**Short task:** Rewrite the data below, swapping "frozen ground" for "icy ground" everywhere it appears and leaving everything else unchanged.

=== Material for this task ===

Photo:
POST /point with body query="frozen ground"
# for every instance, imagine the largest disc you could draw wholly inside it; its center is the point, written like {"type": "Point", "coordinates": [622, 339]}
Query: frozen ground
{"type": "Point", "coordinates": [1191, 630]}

===

**Final result:**
Photo:
POST /point with body query="icy ground"
# for every instance, imagine the largest disc you could draw wholly inside it; its center is the point, written like {"type": "Point", "coordinates": [622, 339]}
Query: icy ground
{"type": "Point", "coordinates": [1191, 630]}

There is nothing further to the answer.